Tag Archives: Mufi Hannemann

Cayetano questions city rail contracts, plus more on mayor’s plan to raid the Clean Water & Natural Lands Fund

Good story by Sean Hao in today’s Advertiser concerning a complaint about procurement practices at the city filed on behalf of former Gov. Ben Cayetano and others.

If you’re interested in reading more, here’s the link to the pending complaint, which once again wasn’t included in the story.

Political note: Gov. Cayetano and his wife are backing Ed Case in the 1st Congressional race, and hosted an April 27 fundraiser for Case at the Mandalay Restaurant.

Here’s a little follow-up to the recent entry concerning Mayor Hannemann’s plan to divert money from the Clean Water and Natural Lands Fund into the city’s rail project.

An April 16, 2010 letter from attorney Bruce L. Lamon to the director of Honolulu’s Department of Planning and Permitting alerted me to the fact that the city is pretty far down the path of raiding the Clean Water fund.

Lamon, representing Leeward Land Company, Ltd., takes issue with a city application to add a park onto the Waianae Public Infrastructure Map. Land for the proposed Waianae Regional Park would, according to the city’s application, be purchased using the $3 million from the CWNL Fund that is included in the pending city budget. Leeward is the owner of the land at issue.

Lamon’s letter addresses several policy and legal issues, including the CWNL Fund use restrictions of the City Charter and implementing ordinance:

Use of money from the Clean Water and Natural Lands Fund (“Fund”) would be bad public policy, usurp the proper role of the City Council in prioritizing expenditures from the Fund and illegal.

The letter addresses the questionable legality of using the Clean Water and Natural Lands Fund for this purpose, beginning at the top of page 4 and continuing to page 5.

The [Clean Water and Natural Lands] Commission has labored admirably to develop objective ranking criteria, to facilitate public input and access to its deliberations and to “create a public process that sets a bar of excellence for how this new fund is used for the benefit of the City and all of its citizens.” By proposing this PIM revision with the intent to finance acquisition from the Fund, the Department is not only proposing to violate the law and bypass the Council’s control over the disposition of the Fund, but to circumvent the Commission and make a mockery of its efforts and proceedings, and of all those who in good faith have submitted funding applications and helped evaluate them.

• **Provided information**:
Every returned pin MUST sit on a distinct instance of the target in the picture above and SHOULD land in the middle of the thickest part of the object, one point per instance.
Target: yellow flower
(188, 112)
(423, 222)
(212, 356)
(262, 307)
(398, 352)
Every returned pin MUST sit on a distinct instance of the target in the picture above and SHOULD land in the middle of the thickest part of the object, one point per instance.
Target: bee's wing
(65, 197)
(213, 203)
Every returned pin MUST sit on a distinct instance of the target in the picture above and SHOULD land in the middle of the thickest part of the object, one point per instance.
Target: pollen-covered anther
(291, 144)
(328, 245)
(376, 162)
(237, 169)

...

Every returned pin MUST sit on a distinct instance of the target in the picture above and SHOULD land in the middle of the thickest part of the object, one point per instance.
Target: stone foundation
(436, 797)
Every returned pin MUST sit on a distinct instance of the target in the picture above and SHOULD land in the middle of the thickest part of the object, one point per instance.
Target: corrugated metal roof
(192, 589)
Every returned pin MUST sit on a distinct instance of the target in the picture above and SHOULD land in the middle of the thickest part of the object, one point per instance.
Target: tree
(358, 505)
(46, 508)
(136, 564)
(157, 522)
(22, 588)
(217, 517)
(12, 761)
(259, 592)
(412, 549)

• **Your goal**:
Reproduce everything in the blog post above on the Clean Water fund, from "The letter addresses" down to "continuing to page 5.".

• **Reply to the exercise**:
The letter addresses the questionable legality of using the Clean Water and Natural Lands Fund for this purpose, beginning at the top of page 4 and continuing to page 5.